Extracted entries:
◆ ◆ ◆ ◆ ◆ ◆ ◆

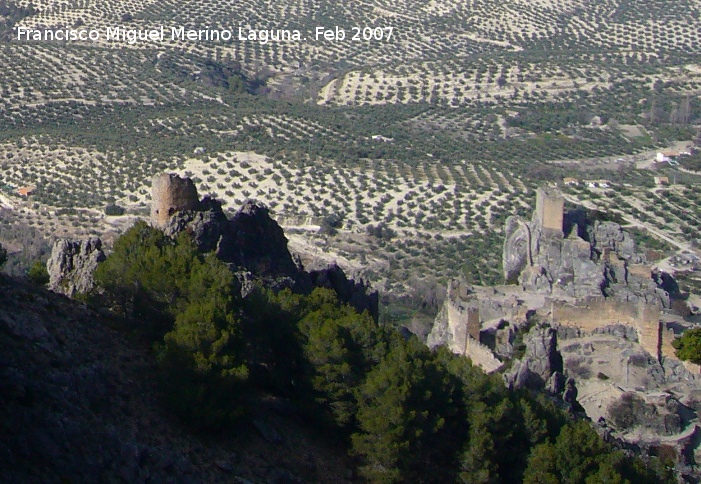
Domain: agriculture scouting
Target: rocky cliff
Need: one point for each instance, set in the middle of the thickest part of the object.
(251, 242)
(72, 263)
(256, 248)
(78, 404)
(581, 320)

◆ ◆ ◆ ◆ ◆ ◆ ◆

Your instructions: Since the copy must contain no pictures, return only the text of the records, exactly as it stands.

Written answer:
Domain: agriculture scouting
Target: rocky cliff
Need: one point for each instance, set in the middle of the thickest part of the object.
(251, 242)
(72, 263)
(256, 248)
(78, 404)
(581, 320)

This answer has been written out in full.